- [What you will do]
1 - Write out the passage of the Jimmy Moore text word for word, starting at "- Listed height: 6" and ending at "College Nevada (1993–1995)".
2 - In the Jimmy Moore text, which college did Moore attend in St. George, Utah?
[Source text — start]
Jimmy Moore

Personal information
- Born: January 30, 1973 (age 53) Los Angeles, California, U.S.
- Listed height: 6 ft 8 in (2.03 m)

Career information
- High school: Redwood (Visalia, California) Lemoore (Lemoore, California)
- College: Dixie Junior College Nevada (1993–1995)
- NBA draft: 1995: undrafted
- Playing career: 1995–present
- Position: Forward

Career history

Playing
- 1995–1996: Dudelange
- 1996–1997: Budapesti Honvéd SE
- 1997–1998: Povo de Esgueira
- 1998–1999: Estrelas
- 1999: Śląsk Wrocław
- 1999–2001: Zhejiang Golden Bulls
- 2001–2002: Værløse
- 2002–2003: BF Copenhagen

Coaching
- 2010–???: El Diamante High School
- 2018–2020: Randers Cimbria
- 2020–2022: Svendborg Rabbits
- 2022–2023: Randers Cimbria

Career highlights
- Basketligaen Coach of the Year 2019–20, 2020–21, 2022–23;

= Jimmy Moore (basketball, born 1973) =

American basketball player and coach

Jimmy Gastion Bridgers Moore (born January 30, 1973) is an American basketball coach and former professional basketball player.

== Career ==
Born in Los Angeles, Moore grew up in Southern California. He played basketball at Redwood High School, before transferring to Lemoore High School.' While attending Dixie Junior College in St. George, Utah, Moore "was accused of date rape", according to The Washington Post. The Associated Press reported, that "rape charges weren't filed because prosecutors couldn't prove it didn't involve consensual sex. Moore pleaded guilty to a misdemeanor charge of disorderly conduct."
[Source text — finish]
[Record set — start]
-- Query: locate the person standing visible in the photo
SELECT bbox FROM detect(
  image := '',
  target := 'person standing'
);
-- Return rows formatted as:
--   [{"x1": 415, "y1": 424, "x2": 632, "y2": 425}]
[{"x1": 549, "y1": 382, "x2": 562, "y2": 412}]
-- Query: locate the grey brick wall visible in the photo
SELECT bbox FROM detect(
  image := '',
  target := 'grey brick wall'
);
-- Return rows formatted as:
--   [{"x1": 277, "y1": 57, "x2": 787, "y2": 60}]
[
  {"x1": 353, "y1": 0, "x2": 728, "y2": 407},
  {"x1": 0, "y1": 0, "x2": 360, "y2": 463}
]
[Record set — finish]
- [Solutions to the tasks]
1 -
- Listed height: 6 ft 8 in (2.03 m)

Career information
- High school: Redwood (Visalia, California) Lemoore (Lemoore, California)
- College: Dixie Junior College Nevada (1993–1995)

2 - Dixie Junior College.